Aim of the task: Lines from the one containing "interior in the photo above." through the last line of the data are to be repeated word for word, both ends included.

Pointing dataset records
·····
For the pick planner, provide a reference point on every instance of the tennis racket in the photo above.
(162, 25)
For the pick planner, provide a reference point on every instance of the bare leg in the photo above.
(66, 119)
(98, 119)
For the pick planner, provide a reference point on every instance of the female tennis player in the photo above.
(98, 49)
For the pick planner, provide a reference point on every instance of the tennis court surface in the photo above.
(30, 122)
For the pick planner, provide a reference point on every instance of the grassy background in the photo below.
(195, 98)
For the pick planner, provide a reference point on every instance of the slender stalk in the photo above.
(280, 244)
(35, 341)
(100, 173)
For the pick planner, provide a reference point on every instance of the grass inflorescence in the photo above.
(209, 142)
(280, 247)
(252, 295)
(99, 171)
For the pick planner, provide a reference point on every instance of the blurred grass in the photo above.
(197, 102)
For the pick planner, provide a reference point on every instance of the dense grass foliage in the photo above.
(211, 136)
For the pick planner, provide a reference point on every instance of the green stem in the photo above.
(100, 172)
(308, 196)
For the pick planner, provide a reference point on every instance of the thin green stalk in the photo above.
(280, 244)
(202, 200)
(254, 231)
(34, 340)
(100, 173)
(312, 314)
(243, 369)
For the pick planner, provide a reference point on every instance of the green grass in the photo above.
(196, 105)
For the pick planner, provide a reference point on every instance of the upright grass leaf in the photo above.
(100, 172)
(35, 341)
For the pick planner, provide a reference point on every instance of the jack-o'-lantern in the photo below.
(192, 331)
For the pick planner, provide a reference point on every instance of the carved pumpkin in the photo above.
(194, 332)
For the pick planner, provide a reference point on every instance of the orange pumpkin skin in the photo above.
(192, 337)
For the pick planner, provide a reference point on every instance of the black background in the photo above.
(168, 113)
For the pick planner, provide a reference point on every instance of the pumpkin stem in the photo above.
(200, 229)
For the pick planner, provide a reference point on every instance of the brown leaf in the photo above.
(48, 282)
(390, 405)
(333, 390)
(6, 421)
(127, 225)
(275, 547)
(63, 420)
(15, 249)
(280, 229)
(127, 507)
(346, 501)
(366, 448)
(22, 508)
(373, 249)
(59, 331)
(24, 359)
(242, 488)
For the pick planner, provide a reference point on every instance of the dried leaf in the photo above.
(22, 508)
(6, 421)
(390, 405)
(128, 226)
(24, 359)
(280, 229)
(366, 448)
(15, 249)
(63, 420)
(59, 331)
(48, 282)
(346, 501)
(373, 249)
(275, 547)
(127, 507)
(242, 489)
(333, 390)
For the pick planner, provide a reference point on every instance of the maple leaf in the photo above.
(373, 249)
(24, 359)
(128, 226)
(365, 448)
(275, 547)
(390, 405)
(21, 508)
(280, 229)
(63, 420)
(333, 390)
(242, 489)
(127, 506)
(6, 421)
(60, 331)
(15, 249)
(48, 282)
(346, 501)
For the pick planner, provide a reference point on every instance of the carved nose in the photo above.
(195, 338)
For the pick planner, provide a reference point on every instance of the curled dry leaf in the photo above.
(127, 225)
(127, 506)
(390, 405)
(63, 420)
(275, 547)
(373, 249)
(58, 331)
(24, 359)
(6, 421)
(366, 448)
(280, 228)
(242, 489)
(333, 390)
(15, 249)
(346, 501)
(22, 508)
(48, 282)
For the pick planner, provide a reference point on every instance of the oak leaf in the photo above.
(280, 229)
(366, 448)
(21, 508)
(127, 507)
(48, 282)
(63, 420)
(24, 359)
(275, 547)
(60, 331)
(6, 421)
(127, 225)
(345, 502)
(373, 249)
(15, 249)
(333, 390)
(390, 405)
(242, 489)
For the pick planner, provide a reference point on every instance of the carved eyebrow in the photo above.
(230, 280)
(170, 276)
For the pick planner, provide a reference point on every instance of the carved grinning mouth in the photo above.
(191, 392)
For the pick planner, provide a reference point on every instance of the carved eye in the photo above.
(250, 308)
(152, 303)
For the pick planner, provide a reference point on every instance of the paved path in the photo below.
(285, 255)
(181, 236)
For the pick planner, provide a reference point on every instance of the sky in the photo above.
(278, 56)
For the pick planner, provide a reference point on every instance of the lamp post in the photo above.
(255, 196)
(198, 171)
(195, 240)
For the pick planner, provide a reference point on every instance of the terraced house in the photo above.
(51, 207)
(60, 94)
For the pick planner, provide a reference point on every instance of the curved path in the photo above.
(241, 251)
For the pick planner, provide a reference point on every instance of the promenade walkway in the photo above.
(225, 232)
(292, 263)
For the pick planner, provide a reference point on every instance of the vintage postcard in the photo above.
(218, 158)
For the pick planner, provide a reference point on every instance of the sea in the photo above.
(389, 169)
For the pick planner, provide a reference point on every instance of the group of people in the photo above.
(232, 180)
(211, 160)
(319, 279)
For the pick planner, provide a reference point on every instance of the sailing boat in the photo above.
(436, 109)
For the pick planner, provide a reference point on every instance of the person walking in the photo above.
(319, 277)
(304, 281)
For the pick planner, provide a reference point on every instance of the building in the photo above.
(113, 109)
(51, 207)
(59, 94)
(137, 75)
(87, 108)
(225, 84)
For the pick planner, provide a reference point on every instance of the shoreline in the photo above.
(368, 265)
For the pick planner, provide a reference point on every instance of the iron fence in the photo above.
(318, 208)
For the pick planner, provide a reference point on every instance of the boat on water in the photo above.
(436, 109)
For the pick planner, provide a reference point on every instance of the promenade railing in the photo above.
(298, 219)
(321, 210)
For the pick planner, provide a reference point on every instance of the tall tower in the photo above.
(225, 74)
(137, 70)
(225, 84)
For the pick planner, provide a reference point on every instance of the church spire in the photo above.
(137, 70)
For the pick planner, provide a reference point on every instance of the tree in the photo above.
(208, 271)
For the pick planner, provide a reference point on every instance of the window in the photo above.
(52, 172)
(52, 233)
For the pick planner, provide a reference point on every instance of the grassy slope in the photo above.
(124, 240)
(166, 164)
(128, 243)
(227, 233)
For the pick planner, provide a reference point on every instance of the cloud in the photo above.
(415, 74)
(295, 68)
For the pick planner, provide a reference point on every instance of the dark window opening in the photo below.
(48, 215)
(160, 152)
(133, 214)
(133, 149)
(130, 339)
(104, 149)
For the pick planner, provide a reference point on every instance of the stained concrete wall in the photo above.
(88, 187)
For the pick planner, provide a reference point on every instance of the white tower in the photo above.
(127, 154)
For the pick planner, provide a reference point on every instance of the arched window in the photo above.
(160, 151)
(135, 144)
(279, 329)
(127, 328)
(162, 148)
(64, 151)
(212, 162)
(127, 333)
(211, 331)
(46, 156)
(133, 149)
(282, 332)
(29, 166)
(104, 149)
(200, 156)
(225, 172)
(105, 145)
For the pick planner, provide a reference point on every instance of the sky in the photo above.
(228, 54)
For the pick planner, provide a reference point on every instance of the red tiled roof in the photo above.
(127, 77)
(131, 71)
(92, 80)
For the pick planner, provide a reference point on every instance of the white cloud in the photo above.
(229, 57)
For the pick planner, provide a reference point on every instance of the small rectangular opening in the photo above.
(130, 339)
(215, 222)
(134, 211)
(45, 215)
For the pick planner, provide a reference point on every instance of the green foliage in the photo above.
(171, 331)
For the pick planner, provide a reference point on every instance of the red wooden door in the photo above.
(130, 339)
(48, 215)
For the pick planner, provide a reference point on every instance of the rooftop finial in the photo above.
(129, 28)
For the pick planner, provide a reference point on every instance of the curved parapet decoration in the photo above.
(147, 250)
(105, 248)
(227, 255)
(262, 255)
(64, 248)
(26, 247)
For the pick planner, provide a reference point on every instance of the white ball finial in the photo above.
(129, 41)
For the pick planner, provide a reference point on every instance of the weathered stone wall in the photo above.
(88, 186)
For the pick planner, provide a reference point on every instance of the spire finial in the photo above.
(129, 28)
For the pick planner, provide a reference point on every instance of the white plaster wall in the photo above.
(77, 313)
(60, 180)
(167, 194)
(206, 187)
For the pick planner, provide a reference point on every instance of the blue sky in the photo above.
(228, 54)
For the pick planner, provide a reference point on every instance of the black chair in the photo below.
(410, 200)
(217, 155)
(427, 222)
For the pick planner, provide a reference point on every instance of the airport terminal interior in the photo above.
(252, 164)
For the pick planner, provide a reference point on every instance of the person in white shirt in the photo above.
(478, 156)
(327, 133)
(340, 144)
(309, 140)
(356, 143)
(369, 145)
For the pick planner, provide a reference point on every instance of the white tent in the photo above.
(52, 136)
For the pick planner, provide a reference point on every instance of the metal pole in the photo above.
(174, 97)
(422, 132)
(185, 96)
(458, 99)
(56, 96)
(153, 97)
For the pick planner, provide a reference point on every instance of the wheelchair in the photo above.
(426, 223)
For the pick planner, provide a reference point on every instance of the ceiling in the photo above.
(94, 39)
·····
Exercise solution:
For the pick planner, provide a reference point on every instance of the airport terminal interior in the photo above.
(252, 164)
For the pick planner, provide a reference point on every instance of the person in white shirt in the photo above.
(478, 156)
(327, 133)
(340, 144)
(309, 140)
(356, 143)
(369, 145)
For the pick planner, provide a reference point on every instance of the white tent in the photo above.
(52, 136)
For the pick planner, provide a reference point on every instance of the metal pole in the photo above.
(174, 97)
(422, 132)
(185, 96)
(458, 99)
(56, 96)
(153, 97)
For the pick planner, provide a reference point on every instance of the wheelchair in the photo above.
(426, 223)
For the pick planner, provide a reference point on every instance of the ceiling in the photo above.
(94, 39)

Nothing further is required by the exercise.